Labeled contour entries
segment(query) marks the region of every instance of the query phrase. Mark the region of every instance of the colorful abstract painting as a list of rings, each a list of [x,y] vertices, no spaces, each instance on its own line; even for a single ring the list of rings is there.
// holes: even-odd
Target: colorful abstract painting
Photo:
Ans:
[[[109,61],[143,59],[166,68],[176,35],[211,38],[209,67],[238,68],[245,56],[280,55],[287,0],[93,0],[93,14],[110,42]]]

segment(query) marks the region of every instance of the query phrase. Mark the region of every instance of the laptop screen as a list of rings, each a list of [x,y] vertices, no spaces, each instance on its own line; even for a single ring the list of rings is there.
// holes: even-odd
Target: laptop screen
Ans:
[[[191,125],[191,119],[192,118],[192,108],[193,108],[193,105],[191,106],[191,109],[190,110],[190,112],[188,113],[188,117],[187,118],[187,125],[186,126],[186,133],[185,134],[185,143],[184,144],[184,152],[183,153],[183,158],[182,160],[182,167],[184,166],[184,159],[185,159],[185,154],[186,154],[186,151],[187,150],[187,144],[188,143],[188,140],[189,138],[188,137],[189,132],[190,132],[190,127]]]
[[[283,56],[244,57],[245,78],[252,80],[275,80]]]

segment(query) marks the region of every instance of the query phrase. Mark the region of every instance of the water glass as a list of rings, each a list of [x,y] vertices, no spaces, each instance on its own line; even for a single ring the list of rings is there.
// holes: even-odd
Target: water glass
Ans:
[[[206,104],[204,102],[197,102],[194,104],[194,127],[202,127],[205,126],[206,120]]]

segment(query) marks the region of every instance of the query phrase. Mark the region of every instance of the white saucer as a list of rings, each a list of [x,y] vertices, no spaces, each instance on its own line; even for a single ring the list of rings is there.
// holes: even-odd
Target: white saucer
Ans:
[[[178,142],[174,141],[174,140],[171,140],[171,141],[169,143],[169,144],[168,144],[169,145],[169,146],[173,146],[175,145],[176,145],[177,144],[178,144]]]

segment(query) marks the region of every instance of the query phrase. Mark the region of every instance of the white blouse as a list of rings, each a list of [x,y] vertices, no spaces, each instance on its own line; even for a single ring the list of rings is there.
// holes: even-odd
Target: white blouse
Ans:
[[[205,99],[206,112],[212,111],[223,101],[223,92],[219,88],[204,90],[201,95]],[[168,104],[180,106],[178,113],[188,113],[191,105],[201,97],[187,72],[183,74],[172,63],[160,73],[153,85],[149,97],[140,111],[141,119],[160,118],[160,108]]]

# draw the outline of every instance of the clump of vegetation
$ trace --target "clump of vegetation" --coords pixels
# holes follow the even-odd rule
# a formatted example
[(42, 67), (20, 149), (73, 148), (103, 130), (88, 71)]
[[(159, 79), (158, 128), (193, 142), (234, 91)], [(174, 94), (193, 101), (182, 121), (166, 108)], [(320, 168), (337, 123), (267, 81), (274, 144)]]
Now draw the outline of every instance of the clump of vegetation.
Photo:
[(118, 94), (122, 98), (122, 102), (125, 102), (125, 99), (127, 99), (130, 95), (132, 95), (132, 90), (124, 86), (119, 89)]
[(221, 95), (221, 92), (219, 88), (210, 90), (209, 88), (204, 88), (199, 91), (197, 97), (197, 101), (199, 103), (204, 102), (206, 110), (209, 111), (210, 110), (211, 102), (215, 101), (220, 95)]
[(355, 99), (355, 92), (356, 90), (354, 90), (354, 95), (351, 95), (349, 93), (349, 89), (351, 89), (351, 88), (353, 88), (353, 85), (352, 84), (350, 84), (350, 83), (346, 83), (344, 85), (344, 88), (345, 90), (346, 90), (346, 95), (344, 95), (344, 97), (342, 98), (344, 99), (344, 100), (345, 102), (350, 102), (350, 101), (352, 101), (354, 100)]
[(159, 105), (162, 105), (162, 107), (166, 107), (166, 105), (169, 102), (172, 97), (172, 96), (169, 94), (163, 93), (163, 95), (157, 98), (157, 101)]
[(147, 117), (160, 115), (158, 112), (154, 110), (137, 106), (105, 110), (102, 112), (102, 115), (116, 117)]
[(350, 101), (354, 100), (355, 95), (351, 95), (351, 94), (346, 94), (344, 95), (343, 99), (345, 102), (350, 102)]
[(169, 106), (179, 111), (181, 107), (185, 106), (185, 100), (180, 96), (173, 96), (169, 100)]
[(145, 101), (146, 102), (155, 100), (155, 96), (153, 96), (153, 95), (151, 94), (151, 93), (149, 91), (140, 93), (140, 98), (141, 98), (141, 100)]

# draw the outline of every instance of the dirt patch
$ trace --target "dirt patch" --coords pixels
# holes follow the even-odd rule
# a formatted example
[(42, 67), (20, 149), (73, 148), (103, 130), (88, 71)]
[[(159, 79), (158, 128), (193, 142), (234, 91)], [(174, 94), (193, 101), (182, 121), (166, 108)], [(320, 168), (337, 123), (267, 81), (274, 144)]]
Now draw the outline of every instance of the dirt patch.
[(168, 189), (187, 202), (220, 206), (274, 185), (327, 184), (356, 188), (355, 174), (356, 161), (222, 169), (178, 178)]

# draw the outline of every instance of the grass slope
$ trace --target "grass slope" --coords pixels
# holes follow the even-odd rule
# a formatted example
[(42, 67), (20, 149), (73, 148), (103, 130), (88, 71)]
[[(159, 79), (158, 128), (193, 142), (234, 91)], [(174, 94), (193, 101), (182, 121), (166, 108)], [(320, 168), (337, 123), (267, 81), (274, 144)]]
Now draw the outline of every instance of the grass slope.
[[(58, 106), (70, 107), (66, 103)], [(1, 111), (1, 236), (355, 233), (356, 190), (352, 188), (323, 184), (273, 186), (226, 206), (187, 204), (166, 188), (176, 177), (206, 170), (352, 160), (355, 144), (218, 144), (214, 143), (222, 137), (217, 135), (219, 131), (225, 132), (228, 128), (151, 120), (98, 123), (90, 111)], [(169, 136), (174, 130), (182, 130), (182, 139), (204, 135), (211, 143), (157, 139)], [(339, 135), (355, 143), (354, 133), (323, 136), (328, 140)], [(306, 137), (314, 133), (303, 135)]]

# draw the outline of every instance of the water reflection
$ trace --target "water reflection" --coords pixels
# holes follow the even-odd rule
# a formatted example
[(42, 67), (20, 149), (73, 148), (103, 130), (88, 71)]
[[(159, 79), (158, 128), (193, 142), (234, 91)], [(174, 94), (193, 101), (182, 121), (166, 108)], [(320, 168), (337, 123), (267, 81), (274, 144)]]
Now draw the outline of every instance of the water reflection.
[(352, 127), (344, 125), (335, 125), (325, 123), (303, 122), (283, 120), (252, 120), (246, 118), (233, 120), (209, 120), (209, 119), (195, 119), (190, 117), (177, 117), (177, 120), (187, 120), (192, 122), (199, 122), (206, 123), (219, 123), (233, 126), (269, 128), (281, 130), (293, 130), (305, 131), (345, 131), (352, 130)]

AIM
Print the rows above again word for word, leaving every line unchanged.

WRITTEN RESPONSE
segment(query) marks the region of every instance of the query phrase. Mark the region of every instance of the colorful abstract painting as a list of rings, each a list of [x,y] vertices, no spaces, each instance on its own line; even for a single ring the list of rings is there.
// holes: even-odd
Target: colorful abstract painting
Photo:
Ans:
[[[109,61],[143,59],[166,68],[176,35],[211,38],[209,67],[238,68],[245,56],[280,55],[287,0],[93,0],[93,14],[110,42]]]

segment(query) marks the region of every instance of the query phrase. Mark the region of every instance of the laptop screen as a list of rings, each a list of [x,y] vertices, no spaces, each instance on its own line; even for a single ring the list of rings is there.
// holes: even-odd
Target: laptop screen
Ans:
[[[191,125],[191,119],[192,118],[192,108],[193,108],[193,105],[191,106],[191,109],[190,110],[190,112],[188,113],[188,117],[187,118],[187,125],[186,126],[186,133],[185,134],[185,143],[184,144],[184,152],[183,153],[183,158],[182,160],[182,167],[184,166],[184,159],[185,159],[185,154],[186,154],[186,151],[187,150],[187,144],[188,143],[188,140],[189,138],[188,137],[189,132],[190,132],[190,127]]]
[[[283,56],[244,57],[245,78],[252,80],[275,80]]]

segment(query) marks the region of every instance of the query phrase. Mark the region of every instance of the water glass as a list of rings, each a list of [x,y] vertices, no spaces, each instance on its own line; even for a single ring the list of rings is there.
// holes: even-odd
Target: water glass
Ans:
[[[206,104],[204,102],[197,102],[194,104],[194,127],[202,127],[205,126],[206,120]]]

segment(query) marks the region of every instance of the query phrase. Mark the region of every instance of the white saucer as a list of rings, each a list of [x,y] vertices, no spaces, each instance on its own line; even for a single ring the list of rings is there.
// holes: even-odd
Target: white saucer
Ans:
[[[178,142],[174,141],[174,140],[171,140],[171,141],[169,143],[169,144],[168,144],[169,145],[169,146],[173,146],[175,145],[176,145],[177,144],[178,144]]]

segment(query) marks the region of every instance of the query phrase. Mark the region of every instance of the white blouse as a list of rings, each a list of [x,y] vertices, no spaces, each instance on its own line; even for a single ring the list of rings is there.
// holes: even-odd
Target: white blouse
Ans:
[[[205,99],[206,112],[212,111],[223,101],[223,92],[219,88],[204,90],[201,95]],[[168,104],[180,106],[178,113],[188,113],[191,105],[201,97],[187,72],[183,74],[172,63],[160,73],[153,85],[149,97],[140,111],[141,119],[160,118],[160,108]]]

# draw the outline of every instance of the clump of vegetation
$ trace --target "clump of vegetation" --coords pixels
# holes follow the even-odd rule
# a formatted example
[(42, 67), (20, 149), (73, 148), (103, 130), (88, 71)]
[[(159, 79), (158, 128), (193, 142), (234, 91)], [(174, 94), (193, 101), (182, 121), (166, 108)], [(320, 168), (337, 123), (267, 81), (274, 144)]]
Now draw the outline of every instance of the clump of vegetation.
Photo:
[(118, 94), (122, 98), (122, 102), (125, 102), (125, 99), (127, 99), (130, 95), (132, 95), (132, 90), (124, 86), (119, 89)]
[(221, 95), (221, 92), (219, 88), (210, 90), (209, 88), (204, 88), (199, 91), (197, 97), (197, 101), (199, 103), (204, 102), (206, 110), (209, 111), (210, 110), (211, 102), (215, 101), (220, 95)]
[(355, 99), (355, 92), (356, 90), (354, 90), (354, 95), (351, 95), (349, 93), (349, 89), (351, 89), (351, 88), (353, 88), (353, 85), (352, 84), (350, 84), (350, 83), (346, 83), (344, 85), (344, 88), (345, 90), (346, 90), (346, 95), (344, 95), (344, 97), (342, 98), (344, 99), (344, 100), (345, 102), (350, 102), (350, 101), (352, 101), (354, 100)]
[(159, 105), (162, 105), (162, 107), (166, 107), (166, 105), (169, 102), (172, 97), (172, 96), (169, 94), (163, 93), (163, 95), (157, 98), (157, 101)]
[(147, 117), (160, 115), (158, 112), (154, 110), (137, 106), (105, 110), (102, 112), (102, 115), (116, 117)]
[(350, 101), (354, 100), (355, 95), (351, 95), (351, 94), (346, 94), (344, 95), (343, 99), (345, 102), (350, 102)]
[(169, 106), (179, 111), (181, 107), (185, 106), (185, 100), (180, 96), (173, 96), (169, 100)]
[(145, 101), (146, 102), (155, 100), (155, 96), (153, 96), (153, 95), (151, 94), (151, 93), (149, 91), (140, 93), (140, 98), (141, 98), (141, 100)]

# draw the outline of every instance of the dirt patch
$ trace --target "dirt patch" --coords pixels
# holes follow the even-odd rule
# a formatted example
[(42, 67), (20, 149), (73, 148), (103, 130), (88, 71)]
[[(159, 79), (158, 128), (193, 142), (234, 91)], [(174, 94), (193, 101), (182, 121), (166, 108)], [(320, 168), (337, 123), (267, 81), (274, 144)]]
Now draw the outline of every instance of the dirt patch.
[(168, 189), (187, 202), (220, 206), (274, 185), (327, 184), (356, 188), (355, 174), (356, 161), (222, 169), (178, 178)]

# draw the outline of every instance of the grass slope
$ trace --target "grass slope" --coords pixels
# holes follow the even-odd rule
# a formatted example
[(42, 67), (20, 149), (73, 148), (103, 130), (88, 71)]
[[(159, 79), (158, 128), (193, 142), (234, 91)], [(174, 94), (193, 101), (182, 121), (166, 108)], [(320, 168), (337, 123), (267, 81), (274, 144)]]
Now draw the outline of every instance of the grass slope.
[[(58, 106), (70, 107), (66, 103)], [(1, 111), (1, 236), (355, 233), (356, 190), (352, 188), (323, 184), (273, 186), (226, 206), (187, 204), (166, 188), (176, 177), (206, 170), (352, 160), (355, 144), (218, 144), (214, 143), (222, 137), (217, 135), (219, 131), (225, 132), (228, 128), (151, 120), (98, 123), (90, 111)], [(169, 136), (174, 130), (182, 130), (182, 139), (204, 135), (211, 143), (157, 139)], [(339, 135), (355, 143), (354, 133), (323, 136), (328, 140)], [(306, 137), (314, 133), (303, 135)]]

# draw the outline of every instance of the water reflection
$ trace --target "water reflection" --coords pixels
# holes follow the even-odd rule
# a formatted example
[(42, 67), (20, 149), (73, 148), (103, 130), (88, 71)]
[[(159, 79), (158, 128), (193, 142), (234, 91)], [(174, 94), (193, 101), (182, 121), (166, 108)], [(320, 168), (337, 123), (267, 81), (274, 144)]]
Now draw the outline of every instance of the water reflection.
[(352, 127), (344, 125), (335, 125), (325, 123), (303, 122), (283, 120), (252, 120), (246, 118), (233, 120), (209, 120), (209, 119), (195, 119), (190, 117), (177, 117), (177, 120), (187, 120), (192, 122), (199, 122), (206, 123), (219, 123), (233, 126), (269, 128), (281, 130), (293, 130), (305, 131), (345, 131), (352, 130)]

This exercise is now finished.